- [ABOUT THIS EXERCISE]
In the data below, set down exactly the lines from the one containing "Keep to these rules. Indicate every instance of the sky" up to and including the one containing "Keep to these rules. Indicate every instance of the multi-story". Leave the pictures out.

- [DATA]
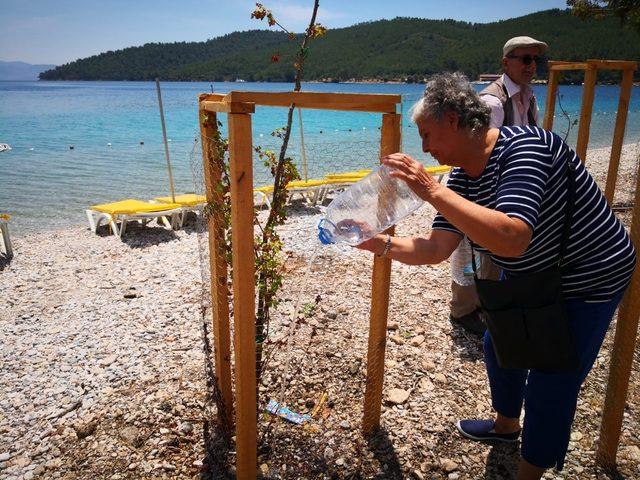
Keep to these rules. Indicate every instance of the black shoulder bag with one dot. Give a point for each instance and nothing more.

--

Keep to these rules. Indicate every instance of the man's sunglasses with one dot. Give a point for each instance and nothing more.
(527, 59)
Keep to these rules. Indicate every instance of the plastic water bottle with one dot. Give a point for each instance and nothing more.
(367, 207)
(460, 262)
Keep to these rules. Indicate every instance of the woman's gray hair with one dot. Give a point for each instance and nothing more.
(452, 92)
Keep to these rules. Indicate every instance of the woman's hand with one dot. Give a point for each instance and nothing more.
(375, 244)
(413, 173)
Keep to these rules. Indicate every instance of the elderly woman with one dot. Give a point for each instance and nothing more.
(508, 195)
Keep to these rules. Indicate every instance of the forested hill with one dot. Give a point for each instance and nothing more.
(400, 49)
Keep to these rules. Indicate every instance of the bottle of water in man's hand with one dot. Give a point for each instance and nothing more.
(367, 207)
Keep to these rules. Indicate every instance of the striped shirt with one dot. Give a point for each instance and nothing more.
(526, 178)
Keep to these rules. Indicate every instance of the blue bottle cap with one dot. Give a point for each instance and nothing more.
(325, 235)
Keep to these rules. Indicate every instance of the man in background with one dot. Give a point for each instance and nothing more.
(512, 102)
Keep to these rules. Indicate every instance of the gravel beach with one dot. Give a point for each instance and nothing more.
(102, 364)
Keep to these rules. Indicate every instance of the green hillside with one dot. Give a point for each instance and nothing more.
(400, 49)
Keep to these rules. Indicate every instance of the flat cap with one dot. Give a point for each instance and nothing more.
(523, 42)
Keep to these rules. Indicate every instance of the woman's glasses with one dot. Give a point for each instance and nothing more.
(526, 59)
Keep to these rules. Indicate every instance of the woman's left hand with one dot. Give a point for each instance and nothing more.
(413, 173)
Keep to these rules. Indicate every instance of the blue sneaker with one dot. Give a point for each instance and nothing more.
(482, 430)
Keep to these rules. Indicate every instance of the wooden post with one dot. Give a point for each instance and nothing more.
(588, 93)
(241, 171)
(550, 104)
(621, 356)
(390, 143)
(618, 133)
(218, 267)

---

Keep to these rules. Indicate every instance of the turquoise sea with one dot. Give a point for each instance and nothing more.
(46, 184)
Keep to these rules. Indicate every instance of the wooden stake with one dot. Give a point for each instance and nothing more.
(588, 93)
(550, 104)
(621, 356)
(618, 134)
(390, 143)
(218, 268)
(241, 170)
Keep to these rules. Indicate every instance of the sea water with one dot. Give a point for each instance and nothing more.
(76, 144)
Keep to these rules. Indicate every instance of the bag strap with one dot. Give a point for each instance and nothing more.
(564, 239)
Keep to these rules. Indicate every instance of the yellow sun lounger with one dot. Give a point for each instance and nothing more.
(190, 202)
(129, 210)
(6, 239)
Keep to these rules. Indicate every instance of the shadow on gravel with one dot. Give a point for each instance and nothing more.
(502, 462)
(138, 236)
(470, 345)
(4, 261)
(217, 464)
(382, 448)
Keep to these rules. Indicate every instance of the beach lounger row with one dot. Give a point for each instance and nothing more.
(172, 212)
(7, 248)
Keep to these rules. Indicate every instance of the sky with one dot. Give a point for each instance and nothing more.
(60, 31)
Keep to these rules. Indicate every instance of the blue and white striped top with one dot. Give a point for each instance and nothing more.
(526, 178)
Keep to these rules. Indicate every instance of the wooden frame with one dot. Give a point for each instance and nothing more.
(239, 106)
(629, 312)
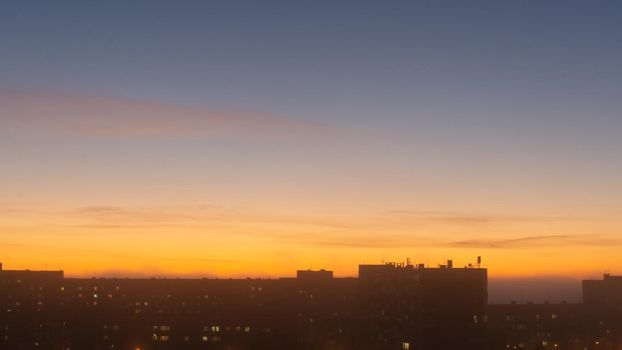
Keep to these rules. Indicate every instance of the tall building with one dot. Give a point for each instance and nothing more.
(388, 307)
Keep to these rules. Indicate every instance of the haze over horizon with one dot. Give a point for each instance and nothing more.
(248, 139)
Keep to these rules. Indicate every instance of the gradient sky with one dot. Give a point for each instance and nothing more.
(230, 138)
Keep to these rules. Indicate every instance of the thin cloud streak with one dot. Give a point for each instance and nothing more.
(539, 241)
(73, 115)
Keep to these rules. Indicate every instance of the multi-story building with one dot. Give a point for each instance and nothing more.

- [SOLUTION TO THIS PROBLEM]
Keep to these rules. Indicate every instance of the sky with one dot. Give a point for each instance and nothing more.
(60, 31)
Keep to these rules. Indicate every instance of the blue and white striped top with one dot. Give a point for each instance and nothing more.
(526, 178)
Keep to these rules. Indicate every instance of the wooden frame with one dot. Give a point for each instance and nothing more.
(239, 106)
(629, 312)
Keep to these rules. Indicate every instance of the tall building with one dot. Give a point for each instance and nothing more.
(388, 307)
Keep to these rules. Indicate every instance of the haze over horizon with one dot. Give a point for each instance and nothing more.
(248, 139)
Keep to these rules. Indicate every instance of the gradient sky with one dot. Give a point for each instance and nothing more.
(230, 138)
Keep to these rules. Indicate every instance of the thin cloud streak with one dot. Give a point for each instance and nothing more.
(539, 241)
(73, 115)
Keep to these rules. Indicate every instance of the multi-story building with one dot. Give a point for each instance and nothing more.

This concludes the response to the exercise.